Extract the lines of the records starting at the beginning and ending at the line that contains "positive clicks: (460, 325)", both included, and copy them without any change. Leave the pictures out.

→ **Provided entries**
■ ■ ■ ■ ■

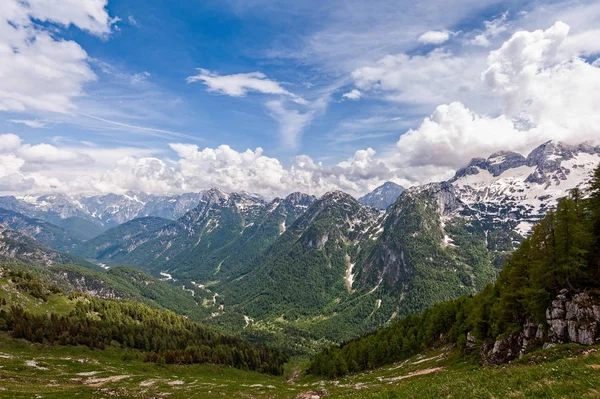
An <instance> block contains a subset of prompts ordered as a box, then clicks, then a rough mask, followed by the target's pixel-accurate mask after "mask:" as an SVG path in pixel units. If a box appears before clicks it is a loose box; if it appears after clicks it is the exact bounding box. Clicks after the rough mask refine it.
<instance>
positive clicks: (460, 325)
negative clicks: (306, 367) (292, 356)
mask: <svg viewBox="0 0 600 399" xmlns="http://www.w3.org/2000/svg"><path fill="white" fill-rule="evenodd" d="M583 194H584V193H582V192H581V191H580V190H579V189H574V190H572V191H571V194H570V196H569V197H568V198H563V199H561V200H560V201H559V203H558V206H557V208H556V210H552V211H550V212H548V214H547V215H546V217H544V218H543V219H542V220H541V221H540V223H539V224H537V225H536V226H535V228H534V229H533V232H532V234H531V236H530V237H528V238H527V239H525V240H524V242H523V243H522V245H521V246H520V248H519V249H518V250H517V251H515V252H514V253H513V254H512V255H511V256H510V257H509V258H508V260H507V261H506V263H505V265H504V268H503V269H502V271H501V273H500V276H499V278H498V280H497V282H496V283H495V284H490V285H488V286H486V287H485V289H484V290H483V291H482V292H481V293H479V294H477V295H472V296H463V297H461V298H459V299H456V300H454V301H450V302H444V303H440V304H438V305H436V306H433V307H431V308H428V309H427V310H425V311H424V312H423V313H422V314H420V315H417V316H408V317H406V318H404V319H402V320H400V321H398V322H395V323H394V324H392V325H391V326H389V327H386V328H384V329H381V330H379V331H377V332H376V333H373V334H371V335H368V336H365V337H363V338H360V339H356V340H353V341H350V342H347V343H345V344H342V345H340V346H338V347H334V348H330V349H327V350H325V351H323V352H321V353H320V354H319V355H317V356H316V357H315V358H314V359H313V361H312V364H311V367H310V370H311V372H313V373H315V374H322V375H327V376H336V375H343V374H346V373H348V372H355V371H359V370H365V369H371V368H375V367H379V366H381V365H384V364H389V363H393V362H395V361H398V360H402V359H404V358H407V357H409V356H411V355H413V354H415V353H418V352H420V351H423V350H424V349H426V348H429V347H432V346H434V345H436V344H440V343H449V342H450V343H455V344H456V345H458V346H459V347H460V348H463V349H465V350H473V349H475V348H480V349H484V350H483V351H482V353H483V352H485V348H486V345H487V346H488V347H489V343H490V342H491V343H493V342H498V341H497V340H502V339H505V340H506V339H509V338H510V336H511V334H518V333H519V332H520V331H522V330H523V329H524V326H526V325H531V324H533V325H540V326H541V330H543V329H546V328H547V324H546V313H547V311H548V309H549V308H550V305H551V304H552V302H553V299H554V298H555V297H557V295H559V294H560V295H562V296H563V297H564V296H565V295H564V293H565V292H567V291H568V292H571V293H572V294H577V293H580V292H585V298H591V299H592V300H593V298H594V297H595V296H596V295H598V291H595V290H597V289H599V288H600V167H598V168H597V169H596V170H595V173H594V176H593V178H592V180H591V181H590V184H589V193H588V194H589V196H588V197H587V198H584V195H583ZM594 309H595V307H594ZM590 328H594V326H591V327H590ZM592 335H593V334H592ZM543 336H544V335H543V334H540V339H542V340H543ZM507 337H508V338H507ZM483 354H485V353H483Z"/></svg>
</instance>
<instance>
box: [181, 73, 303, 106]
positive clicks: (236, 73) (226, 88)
mask: <svg viewBox="0 0 600 399" xmlns="http://www.w3.org/2000/svg"><path fill="white" fill-rule="evenodd" d="M197 71H198V74H197V75H193V76H188V78H187V79H186V80H187V82H188V83H195V82H202V83H203V84H204V85H206V87H207V88H208V91H212V92H215V93H220V94H225V95H228V96H231V97H244V96H246V94H248V92H256V93H262V94H275V95H282V96H286V97H289V98H290V99H291V100H292V101H293V102H295V103H298V104H307V103H308V102H307V101H306V100H305V99H303V98H302V97H300V96H298V95H296V94H294V93H292V92H290V91H289V90H286V89H285V88H283V86H281V84H280V83H279V82H277V81H275V80H271V79H269V78H267V75H265V74H264V73H262V72H249V73H236V74H231V75H219V74H217V73H215V72H211V71H209V70H207V69H203V68H198V69H197Z"/></svg>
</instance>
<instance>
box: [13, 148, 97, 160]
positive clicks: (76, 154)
mask: <svg viewBox="0 0 600 399" xmlns="http://www.w3.org/2000/svg"><path fill="white" fill-rule="evenodd" d="M17 154H18V155H19V156H20V157H21V158H22V159H23V160H24V161H26V162H31V163H43V164H52V163H68V164H69V165H76V164H81V163H89V162H92V159H91V158H90V157H89V156H86V155H85V154H82V153H79V152H77V151H73V150H68V149H63V148H58V147H55V146H53V145H51V144H45V143H42V144H37V145H31V144H25V145H23V146H21V147H20V148H19V149H18V150H17Z"/></svg>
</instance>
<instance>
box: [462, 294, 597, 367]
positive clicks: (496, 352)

■ ■ ■ ■ ■

→ **Expected answer**
An <instance> block contains a subset of prompts ordered as a box, then clicks, then a rough mask, followed by the target's pixel-accurate mask after "mask:" as an SVG path in pixel units. If a box appears before clicks it is a loose box; if it appears after clicks it is the exact bounding box. Clicks after the rough mask refine it.
<instance>
positive clicks: (460, 325)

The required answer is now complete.